Select each line of the listing below that contains the word "hair", treating uppercase and lowercase as different.

Task inputs:

····················

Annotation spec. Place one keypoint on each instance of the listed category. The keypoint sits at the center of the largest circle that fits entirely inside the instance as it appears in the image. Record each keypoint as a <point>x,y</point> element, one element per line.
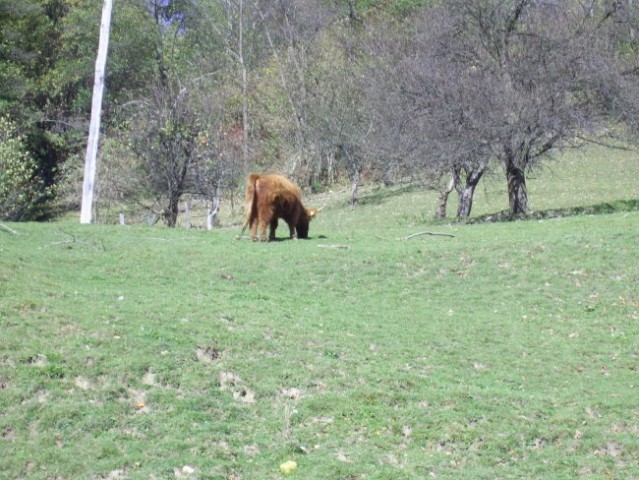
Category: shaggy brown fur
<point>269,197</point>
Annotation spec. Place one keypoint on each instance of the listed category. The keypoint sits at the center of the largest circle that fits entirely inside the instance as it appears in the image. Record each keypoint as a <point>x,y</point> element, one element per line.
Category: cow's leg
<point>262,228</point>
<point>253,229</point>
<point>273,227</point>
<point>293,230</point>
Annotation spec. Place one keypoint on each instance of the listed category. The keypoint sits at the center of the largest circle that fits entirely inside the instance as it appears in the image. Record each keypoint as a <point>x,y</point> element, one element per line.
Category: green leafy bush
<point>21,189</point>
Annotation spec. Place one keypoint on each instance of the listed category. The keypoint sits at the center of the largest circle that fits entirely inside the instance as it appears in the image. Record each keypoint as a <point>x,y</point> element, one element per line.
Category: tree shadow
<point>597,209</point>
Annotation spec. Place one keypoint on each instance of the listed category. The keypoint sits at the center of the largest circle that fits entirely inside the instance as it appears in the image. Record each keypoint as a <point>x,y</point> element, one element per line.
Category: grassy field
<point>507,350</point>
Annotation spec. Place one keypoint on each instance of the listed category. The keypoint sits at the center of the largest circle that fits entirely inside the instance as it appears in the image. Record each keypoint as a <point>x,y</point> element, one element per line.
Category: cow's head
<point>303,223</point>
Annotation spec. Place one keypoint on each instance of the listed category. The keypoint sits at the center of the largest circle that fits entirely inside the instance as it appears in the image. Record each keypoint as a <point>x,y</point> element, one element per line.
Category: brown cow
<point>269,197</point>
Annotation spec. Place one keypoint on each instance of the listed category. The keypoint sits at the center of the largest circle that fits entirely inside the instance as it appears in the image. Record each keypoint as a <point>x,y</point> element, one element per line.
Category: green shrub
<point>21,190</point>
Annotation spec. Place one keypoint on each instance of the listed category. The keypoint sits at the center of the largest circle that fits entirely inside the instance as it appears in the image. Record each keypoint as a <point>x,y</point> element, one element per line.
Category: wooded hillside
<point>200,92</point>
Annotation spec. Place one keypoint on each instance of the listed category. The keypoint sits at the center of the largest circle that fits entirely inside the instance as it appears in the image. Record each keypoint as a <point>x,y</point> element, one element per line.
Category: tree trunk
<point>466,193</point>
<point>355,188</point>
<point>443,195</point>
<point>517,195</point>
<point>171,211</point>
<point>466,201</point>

····················

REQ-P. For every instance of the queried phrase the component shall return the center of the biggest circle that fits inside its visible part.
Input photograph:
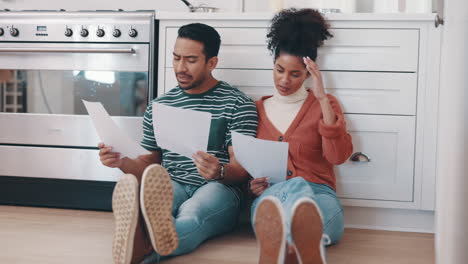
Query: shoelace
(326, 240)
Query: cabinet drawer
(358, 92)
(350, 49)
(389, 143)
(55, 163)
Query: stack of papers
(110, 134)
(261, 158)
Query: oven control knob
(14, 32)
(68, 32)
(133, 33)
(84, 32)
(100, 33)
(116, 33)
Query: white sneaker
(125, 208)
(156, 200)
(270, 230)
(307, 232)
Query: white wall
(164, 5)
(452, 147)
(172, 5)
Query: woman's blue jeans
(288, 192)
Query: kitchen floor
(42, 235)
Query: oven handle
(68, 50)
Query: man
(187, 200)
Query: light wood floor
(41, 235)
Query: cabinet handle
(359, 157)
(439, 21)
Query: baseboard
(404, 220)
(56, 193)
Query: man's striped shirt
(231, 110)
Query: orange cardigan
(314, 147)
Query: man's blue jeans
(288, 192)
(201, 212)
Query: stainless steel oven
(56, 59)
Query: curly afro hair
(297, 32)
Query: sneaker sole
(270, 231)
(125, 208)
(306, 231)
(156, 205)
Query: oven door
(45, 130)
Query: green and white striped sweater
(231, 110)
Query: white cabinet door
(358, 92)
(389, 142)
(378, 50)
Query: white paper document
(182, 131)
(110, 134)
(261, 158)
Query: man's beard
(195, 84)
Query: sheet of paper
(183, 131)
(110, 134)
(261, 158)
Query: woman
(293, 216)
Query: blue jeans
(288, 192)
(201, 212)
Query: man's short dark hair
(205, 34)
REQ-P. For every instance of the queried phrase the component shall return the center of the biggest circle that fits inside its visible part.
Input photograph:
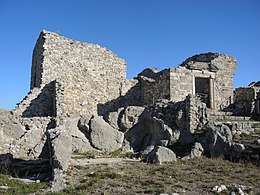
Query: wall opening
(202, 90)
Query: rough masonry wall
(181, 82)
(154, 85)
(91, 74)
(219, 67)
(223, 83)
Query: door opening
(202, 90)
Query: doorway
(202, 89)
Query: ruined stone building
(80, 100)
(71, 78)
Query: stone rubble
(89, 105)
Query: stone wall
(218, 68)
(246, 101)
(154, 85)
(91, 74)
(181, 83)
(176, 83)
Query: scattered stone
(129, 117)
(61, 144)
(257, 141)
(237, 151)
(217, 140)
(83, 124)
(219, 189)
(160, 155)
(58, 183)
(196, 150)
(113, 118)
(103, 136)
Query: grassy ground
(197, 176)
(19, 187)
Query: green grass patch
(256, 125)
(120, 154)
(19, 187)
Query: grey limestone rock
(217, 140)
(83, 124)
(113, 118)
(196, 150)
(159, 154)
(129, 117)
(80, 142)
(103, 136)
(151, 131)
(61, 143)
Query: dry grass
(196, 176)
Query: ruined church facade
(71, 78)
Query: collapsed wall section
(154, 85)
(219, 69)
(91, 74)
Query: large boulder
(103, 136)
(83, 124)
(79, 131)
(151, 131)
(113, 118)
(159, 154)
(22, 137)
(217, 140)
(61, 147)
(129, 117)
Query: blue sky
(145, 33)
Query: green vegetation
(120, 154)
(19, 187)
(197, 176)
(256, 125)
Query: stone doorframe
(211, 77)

····················

Written solution:
Query: curly afro hair
Query: man's short dark hair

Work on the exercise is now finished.